* [PETUNJUK KERJA]: Tolong sunting semua item di bawah ini dengan mengganti "advertising board" menjadi "banner". Tulis ulang setiap baris tanpa mengubah bagian lain.

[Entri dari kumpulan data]
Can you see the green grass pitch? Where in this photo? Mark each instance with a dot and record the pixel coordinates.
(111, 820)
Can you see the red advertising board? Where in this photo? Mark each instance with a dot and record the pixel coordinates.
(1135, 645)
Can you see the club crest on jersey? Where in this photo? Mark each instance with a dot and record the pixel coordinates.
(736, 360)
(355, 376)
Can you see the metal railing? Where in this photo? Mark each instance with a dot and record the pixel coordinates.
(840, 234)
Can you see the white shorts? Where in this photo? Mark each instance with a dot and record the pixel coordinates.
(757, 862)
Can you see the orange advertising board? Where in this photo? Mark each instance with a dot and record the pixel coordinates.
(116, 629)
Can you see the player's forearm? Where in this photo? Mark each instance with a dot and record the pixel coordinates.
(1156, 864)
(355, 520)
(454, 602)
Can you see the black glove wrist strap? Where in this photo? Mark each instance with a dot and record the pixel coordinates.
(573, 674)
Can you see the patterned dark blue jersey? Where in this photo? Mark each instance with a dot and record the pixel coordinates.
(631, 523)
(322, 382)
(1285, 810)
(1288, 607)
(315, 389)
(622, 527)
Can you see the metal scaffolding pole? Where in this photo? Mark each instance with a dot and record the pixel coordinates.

* [HASIL LATIHAN]:
Can you see the green grass pitch? Where in this photo? Mark each instance with a dot and record the pixel coordinates.
(111, 820)
Can you see the red banner? Where in this photo? Mark each instance with a dot and record the pixel coordinates.
(1135, 645)
Can you see the club crest on jersey? Where in this photo? Mark each instance with a dot and record the pixel coordinates.
(736, 360)
(355, 376)
Can you see the metal railing? Where in this photo? Mark each instance with a dot and record the pixel coordinates.
(840, 234)
Can you see the white shorts? Where in this photo? Mark each instance with a dot and record the pixel coordinates.
(757, 862)
Can you see the orange banner? Where in this photo? Mark each instance with a dot and record the pixel coordinates.
(116, 629)
Can you see the player's forearm? Where in this photo? Mark each instance with a dot and record the pixel coordinates.
(1156, 864)
(355, 520)
(454, 602)
Can you see the black glove wrist strap? Where in this photo? Mark each instance with a dot and record the pixel coordinates.
(573, 674)
Can you see the patterned dark blue jersey? Where in this photo? Mark each instance with a dot and record the pixel coordinates.
(631, 523)
(322, 382)
(1285, 810)
(1288, 607)
(315, 389)
(622, 527)
Can you see the metal scaffolding pole? Where in this photo? Mark each instance with a dot and record the pixel coordinates.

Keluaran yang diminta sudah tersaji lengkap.